#### Fragmento
Detrás de estas situaciones se encuentra la crónica debilidad de todos los presidentes brasileños que, en un sistema centrífico e hiperfragmentado, carecen de mayoría legislativa y deben buscar permanentemente alianzas de ocasión: en la Cámara de Diputados, y a pesar de los buenos resultados obtenidos en las últimas elecciones, el PT cuenta con 91 bancas sobre ¡513!, a las que hay que sumar las 91 del PMDB (el partido de Sarney). La situación es aún más grave en el Senado, donde el oficialismo tiene 10 bancas sobre 81.
Pero los escándalos no son el único síntoma de crisis de los parlamentos latinoamericanos, donde también se han vivido situaciones de insólito bloqueo. En México, país en el que desde el fin del unicato priísta el presidente carece de mayoría en ambas cámaras, los trámites legislativos se vuelven lentos y las retribuciones a los partidos-bisagra, en particular el PRI, costosísimas. En noviembre del 2006, cuando ya finalizaba su mandato, la oposición le negó a Vicente Fox el permiso para salir del país en su última gira internacional por Vietnam y Australia, que debió suspender. La respuesta de Fox, insospechado de inclinaciones kirchneristas, parece una copia textual del actual discurso oficial. “El equilibrio de poderes no es una carta blanca para que un poder debilite, obstaculice o neutralice a otro.”
Por último, no resulta sorprendente que algunos de los procesos de reforma constitucional concretados en los últimos años en los países andinos no hayan encontrado mayores resistencias a la hora de disolver los respectivos Congresos: en el caso de Chávez, la reforma constitucional de 1999 anuló al viejo Congreso e incluso creó una institución provisoria, que los medios denominaron “Congresillo”, encargada de legislar hasta la elección de un nuevo poder legislativo unicameral. En Ecuador, Rafael Correa también consiguió que la Asamblea Constituyente disolviera las antiguas cámaras, para lo cual impulsó, al filo de la legalidad, la suspensión de los 57 diputados –y su reemplazo por suplentes– que se oponían a la reforma.
Con estos ejemplos (hay más) pretendo argumentar que los sucesos de las últimas semanas –los decretazos del gobierno, la negación del quórum de unos a otros, la suspensión de sesiones, el rol clave de los bloques-bisagra– son el reflejo de una crisis profunda y de larga duración, que afecta a muchos congresos del mundo. Cuando el gobierno tiene mayoría en ambas cámaras, como sucedió en Argentina hasta hace poco tiempo, los problemas se disimulan (aunque incluso en esas etapas hay síntomas: ¿cómo se explica si no que, en circunstancias favorables, el gobierno recurra a la delegación de facultades –vía superpoderes– o abuse de recursos institucionales extremos –los decretos de necesidad y urgencia o el veto parcial–?). Sin embargo, es cuando el oficialismo pierde el control de las cámaras que la crisis se manifiesta en toda su intensidad: las escenas de decadencia parlamentaria de las últimas semanas son sólo un capítulo de una historia que aún no ha concluido.

#### Lista de registros
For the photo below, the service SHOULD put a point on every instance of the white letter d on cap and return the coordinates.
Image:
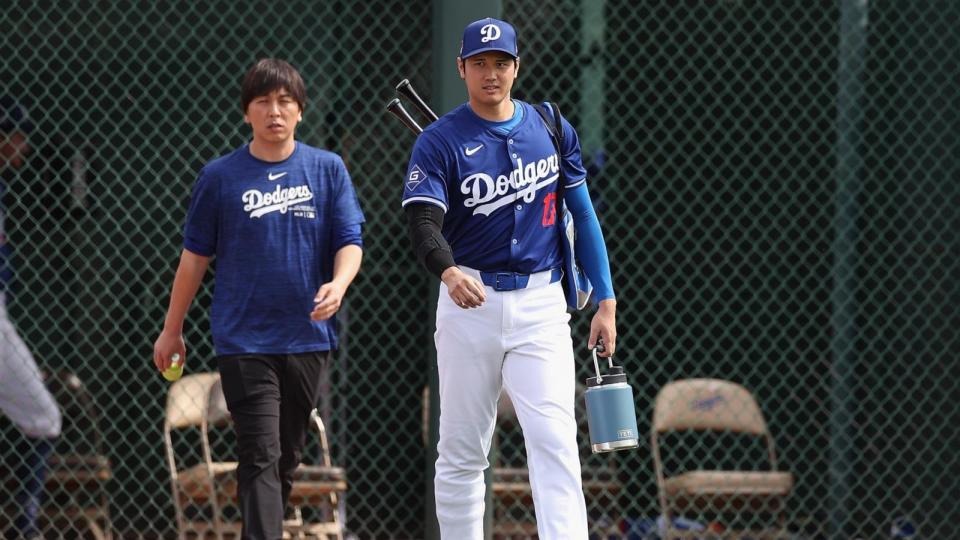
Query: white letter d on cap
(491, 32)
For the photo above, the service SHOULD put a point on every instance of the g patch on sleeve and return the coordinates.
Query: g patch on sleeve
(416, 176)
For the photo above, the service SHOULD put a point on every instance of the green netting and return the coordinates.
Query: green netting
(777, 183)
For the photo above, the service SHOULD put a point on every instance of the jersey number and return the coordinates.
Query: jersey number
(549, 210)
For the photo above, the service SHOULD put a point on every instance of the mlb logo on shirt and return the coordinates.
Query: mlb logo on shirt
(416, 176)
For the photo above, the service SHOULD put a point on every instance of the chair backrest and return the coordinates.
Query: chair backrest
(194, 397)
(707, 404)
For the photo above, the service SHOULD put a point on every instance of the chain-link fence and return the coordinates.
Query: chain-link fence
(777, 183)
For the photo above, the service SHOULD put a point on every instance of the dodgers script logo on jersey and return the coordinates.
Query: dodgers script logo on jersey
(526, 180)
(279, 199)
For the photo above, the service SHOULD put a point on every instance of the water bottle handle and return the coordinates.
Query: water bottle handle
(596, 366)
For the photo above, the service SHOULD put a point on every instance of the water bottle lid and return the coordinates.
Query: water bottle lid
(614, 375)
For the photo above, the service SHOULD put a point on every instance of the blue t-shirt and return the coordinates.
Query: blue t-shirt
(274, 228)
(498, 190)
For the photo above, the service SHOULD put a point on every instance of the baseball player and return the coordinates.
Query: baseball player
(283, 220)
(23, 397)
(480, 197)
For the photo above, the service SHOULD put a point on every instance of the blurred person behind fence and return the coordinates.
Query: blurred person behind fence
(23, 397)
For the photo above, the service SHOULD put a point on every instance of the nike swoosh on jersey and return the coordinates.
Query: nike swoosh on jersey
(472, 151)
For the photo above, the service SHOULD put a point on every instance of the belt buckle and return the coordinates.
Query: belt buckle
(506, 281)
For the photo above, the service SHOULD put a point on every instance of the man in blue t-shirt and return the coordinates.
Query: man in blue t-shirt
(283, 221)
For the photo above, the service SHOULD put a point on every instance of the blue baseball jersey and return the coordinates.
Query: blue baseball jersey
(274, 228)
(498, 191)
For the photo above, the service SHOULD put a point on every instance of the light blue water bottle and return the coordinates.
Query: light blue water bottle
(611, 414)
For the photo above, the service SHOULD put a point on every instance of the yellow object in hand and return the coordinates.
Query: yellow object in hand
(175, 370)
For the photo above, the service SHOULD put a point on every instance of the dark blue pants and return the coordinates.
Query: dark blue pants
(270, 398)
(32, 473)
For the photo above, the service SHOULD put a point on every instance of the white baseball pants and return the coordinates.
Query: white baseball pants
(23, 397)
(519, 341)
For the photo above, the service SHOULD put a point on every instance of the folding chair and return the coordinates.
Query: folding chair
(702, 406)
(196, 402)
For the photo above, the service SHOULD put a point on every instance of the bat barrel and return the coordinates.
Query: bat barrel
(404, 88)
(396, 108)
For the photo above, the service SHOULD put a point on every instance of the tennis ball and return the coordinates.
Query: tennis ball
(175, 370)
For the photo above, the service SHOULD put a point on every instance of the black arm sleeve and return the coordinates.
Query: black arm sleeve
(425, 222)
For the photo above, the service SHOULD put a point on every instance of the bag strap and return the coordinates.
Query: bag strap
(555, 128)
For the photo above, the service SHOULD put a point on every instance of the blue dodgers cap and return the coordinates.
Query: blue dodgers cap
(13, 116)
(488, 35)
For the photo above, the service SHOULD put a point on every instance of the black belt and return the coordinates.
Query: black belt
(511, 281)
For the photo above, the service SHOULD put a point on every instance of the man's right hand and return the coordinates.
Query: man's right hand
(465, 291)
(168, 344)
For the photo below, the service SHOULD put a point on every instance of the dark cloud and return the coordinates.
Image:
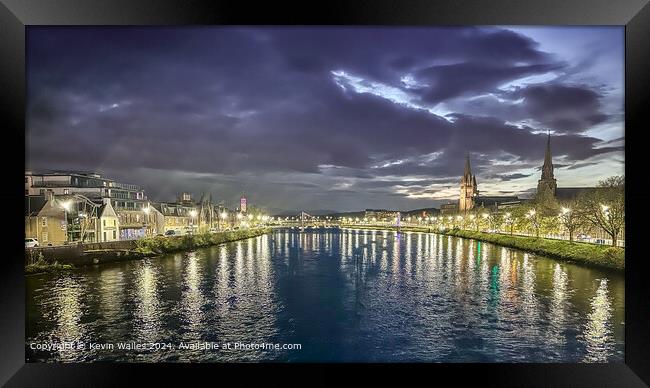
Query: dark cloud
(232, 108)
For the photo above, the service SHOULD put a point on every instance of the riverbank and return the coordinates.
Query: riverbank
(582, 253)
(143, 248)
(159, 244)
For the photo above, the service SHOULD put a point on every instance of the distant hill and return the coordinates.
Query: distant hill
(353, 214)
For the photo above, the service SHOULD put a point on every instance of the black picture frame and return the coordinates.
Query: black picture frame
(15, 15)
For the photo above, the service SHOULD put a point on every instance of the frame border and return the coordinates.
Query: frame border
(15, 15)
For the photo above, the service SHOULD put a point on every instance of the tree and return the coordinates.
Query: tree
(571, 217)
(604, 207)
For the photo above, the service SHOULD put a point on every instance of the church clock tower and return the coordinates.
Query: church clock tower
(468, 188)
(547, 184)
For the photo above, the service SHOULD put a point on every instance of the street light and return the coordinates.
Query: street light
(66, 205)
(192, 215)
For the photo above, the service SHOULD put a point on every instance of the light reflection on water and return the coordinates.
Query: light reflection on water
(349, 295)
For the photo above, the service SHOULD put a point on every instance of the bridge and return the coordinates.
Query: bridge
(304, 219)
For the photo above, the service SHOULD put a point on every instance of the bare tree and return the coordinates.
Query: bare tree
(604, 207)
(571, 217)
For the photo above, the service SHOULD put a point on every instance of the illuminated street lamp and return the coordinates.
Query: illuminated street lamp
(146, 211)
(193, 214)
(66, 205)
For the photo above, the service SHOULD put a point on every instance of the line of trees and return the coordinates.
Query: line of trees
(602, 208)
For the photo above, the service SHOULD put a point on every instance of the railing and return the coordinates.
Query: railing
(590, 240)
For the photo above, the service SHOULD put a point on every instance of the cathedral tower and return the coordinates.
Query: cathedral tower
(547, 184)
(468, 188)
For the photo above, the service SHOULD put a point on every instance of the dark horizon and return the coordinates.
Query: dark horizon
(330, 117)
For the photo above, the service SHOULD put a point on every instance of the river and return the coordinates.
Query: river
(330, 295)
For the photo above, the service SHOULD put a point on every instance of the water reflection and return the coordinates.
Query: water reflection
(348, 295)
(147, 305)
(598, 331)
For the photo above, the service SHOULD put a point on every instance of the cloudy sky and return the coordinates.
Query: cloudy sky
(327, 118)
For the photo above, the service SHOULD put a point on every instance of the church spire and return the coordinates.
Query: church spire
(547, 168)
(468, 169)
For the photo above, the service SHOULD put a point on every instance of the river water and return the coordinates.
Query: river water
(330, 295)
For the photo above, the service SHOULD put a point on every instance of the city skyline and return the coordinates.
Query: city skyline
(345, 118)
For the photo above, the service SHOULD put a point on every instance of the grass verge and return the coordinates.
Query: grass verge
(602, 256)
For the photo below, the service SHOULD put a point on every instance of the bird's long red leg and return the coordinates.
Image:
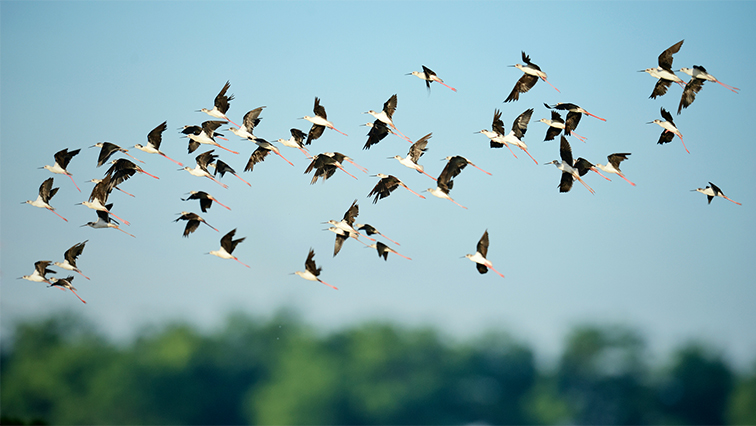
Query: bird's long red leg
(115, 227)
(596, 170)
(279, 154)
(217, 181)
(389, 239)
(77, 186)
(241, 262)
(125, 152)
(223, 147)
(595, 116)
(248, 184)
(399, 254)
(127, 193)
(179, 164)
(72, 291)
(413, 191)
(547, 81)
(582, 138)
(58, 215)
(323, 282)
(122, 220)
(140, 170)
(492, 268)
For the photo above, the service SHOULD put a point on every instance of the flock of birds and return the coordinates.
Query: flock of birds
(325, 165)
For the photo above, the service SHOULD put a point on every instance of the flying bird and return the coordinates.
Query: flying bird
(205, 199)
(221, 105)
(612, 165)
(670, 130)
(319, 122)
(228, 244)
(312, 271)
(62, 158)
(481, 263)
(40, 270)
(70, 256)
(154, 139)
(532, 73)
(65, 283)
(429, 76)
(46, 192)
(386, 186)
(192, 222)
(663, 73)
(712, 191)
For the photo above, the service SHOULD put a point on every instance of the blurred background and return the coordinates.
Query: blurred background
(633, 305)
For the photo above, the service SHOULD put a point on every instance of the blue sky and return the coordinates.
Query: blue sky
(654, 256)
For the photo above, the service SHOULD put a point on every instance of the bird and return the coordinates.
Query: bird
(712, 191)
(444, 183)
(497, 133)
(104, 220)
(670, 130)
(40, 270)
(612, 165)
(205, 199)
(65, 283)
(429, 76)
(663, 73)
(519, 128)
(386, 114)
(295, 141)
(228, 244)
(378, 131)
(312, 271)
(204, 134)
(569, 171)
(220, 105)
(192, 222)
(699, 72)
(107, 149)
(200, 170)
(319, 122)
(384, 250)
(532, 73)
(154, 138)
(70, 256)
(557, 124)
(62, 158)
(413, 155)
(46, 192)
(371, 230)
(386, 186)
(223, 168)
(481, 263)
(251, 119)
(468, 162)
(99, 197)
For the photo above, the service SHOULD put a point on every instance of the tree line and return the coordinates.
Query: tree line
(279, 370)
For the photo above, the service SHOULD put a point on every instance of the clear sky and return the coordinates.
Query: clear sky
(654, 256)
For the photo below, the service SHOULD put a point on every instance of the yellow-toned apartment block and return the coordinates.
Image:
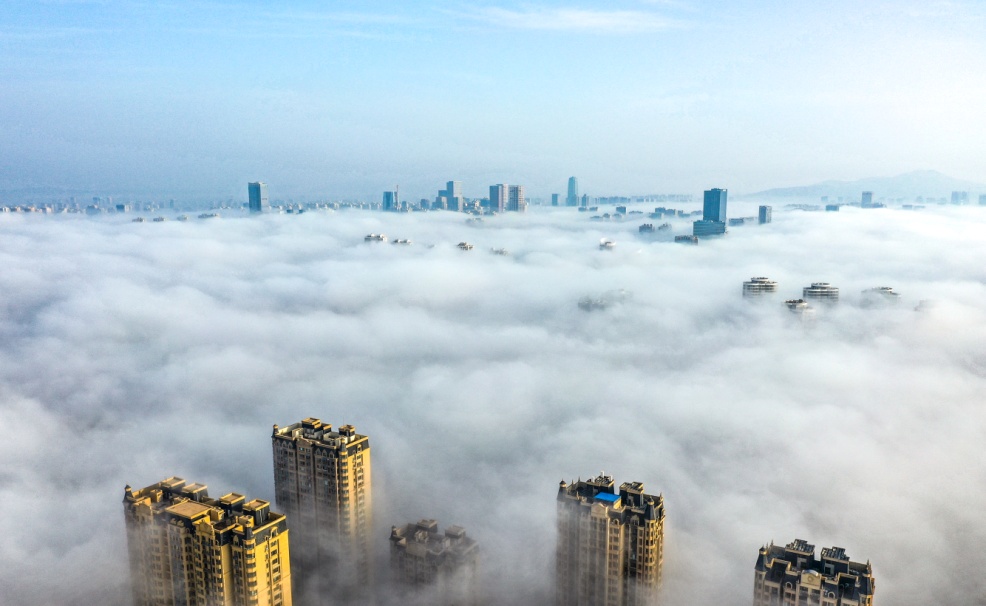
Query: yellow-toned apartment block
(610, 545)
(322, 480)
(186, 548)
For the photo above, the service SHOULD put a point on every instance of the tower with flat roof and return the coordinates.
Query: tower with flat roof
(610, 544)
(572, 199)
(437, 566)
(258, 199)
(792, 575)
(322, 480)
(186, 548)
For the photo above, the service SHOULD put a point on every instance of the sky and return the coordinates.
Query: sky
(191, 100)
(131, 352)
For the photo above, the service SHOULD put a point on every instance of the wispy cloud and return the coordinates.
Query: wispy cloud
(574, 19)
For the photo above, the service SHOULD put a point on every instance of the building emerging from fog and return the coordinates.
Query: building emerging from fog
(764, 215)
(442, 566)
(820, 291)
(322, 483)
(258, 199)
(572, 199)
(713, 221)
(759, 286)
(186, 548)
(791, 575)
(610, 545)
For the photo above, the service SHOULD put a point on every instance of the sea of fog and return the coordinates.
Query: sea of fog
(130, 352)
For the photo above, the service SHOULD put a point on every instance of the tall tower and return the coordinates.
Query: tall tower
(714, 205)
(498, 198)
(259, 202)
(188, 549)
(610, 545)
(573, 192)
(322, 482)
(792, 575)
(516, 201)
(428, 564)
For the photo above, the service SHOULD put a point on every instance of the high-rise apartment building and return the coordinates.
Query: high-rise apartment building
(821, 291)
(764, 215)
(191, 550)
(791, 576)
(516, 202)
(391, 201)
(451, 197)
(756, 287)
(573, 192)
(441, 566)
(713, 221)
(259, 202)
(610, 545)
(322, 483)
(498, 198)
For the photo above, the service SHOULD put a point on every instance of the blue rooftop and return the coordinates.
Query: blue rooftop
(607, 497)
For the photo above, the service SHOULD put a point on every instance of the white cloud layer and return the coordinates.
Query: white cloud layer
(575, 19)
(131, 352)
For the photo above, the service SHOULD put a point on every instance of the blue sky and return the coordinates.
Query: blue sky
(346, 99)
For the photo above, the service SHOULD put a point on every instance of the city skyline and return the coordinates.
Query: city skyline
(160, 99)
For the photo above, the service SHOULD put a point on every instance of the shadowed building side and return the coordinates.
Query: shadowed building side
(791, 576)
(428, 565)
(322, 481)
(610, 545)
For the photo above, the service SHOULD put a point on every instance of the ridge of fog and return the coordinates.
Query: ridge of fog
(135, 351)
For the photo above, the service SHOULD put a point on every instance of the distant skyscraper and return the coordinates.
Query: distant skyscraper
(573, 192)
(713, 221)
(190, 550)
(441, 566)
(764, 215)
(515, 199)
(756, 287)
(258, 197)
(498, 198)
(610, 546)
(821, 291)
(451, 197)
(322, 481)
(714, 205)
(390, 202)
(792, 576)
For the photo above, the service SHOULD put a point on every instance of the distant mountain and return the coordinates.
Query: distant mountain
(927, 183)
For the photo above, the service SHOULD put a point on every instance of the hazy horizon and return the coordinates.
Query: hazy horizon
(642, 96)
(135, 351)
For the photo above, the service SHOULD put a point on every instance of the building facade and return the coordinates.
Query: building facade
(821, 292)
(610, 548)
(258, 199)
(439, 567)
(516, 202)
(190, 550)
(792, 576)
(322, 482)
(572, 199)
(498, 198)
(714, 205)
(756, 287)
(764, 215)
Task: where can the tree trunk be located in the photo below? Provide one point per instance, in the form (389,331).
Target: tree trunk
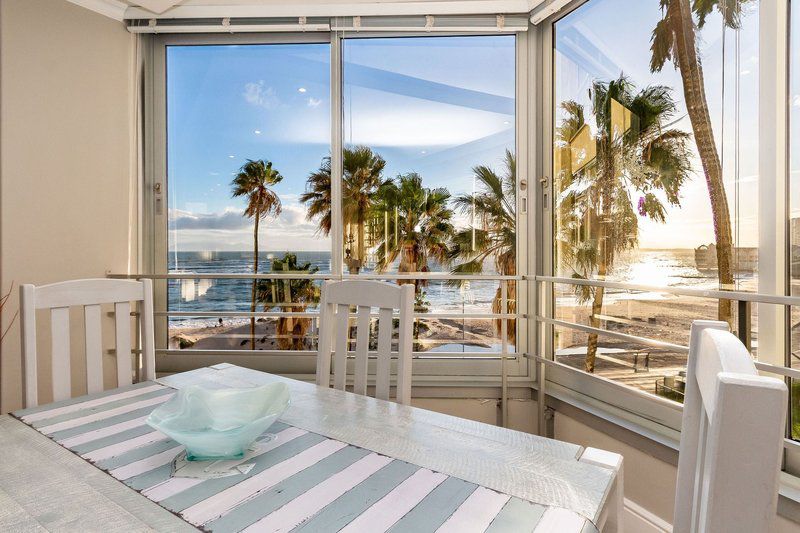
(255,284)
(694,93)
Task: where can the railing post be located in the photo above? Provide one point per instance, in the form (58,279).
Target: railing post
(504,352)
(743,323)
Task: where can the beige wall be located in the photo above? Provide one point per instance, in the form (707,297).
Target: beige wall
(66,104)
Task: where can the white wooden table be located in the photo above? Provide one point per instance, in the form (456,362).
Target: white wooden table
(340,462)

#### Tareas del ejercicio
[1] Reescribe el pasaje del fragmento que empieza en "Por último, no" y termina tras "a la reforma.", poniendo "viejas" en lugar de "antiguas".
[2] Según el fragmento, ¿a qué países iba Vicente Fox en la gira internacional que la oposición le impidió hacer?

#### Resultados en orden
[1]
Por último, no resulta sorprendente que algunos de los procesos de reforma constitucional concretados en los últimos años en los países andinos no hayan encontrado mayores resistencias a la hora de disolver los respectivos Congresos: en el caso de Chávez, la reforma constitucional de 1999 anuló al viejo Congreso e incluso creó una institución provisoria, que los medios denominaron “Congresillo”, encargada de legislar hasta la elección de un nuevo poder legislativo unicameral. En Ecuador, Rafael Correa también consiguió que la Asamblea Constituyente disolviera las viejas cámaras, para lo cual impulsó, al filo de la legalidad, la suspensión de los 57 diputados –y su reemplazo por suplentes– que se oponían a la reforma.

[2] A Vietnam y Australia.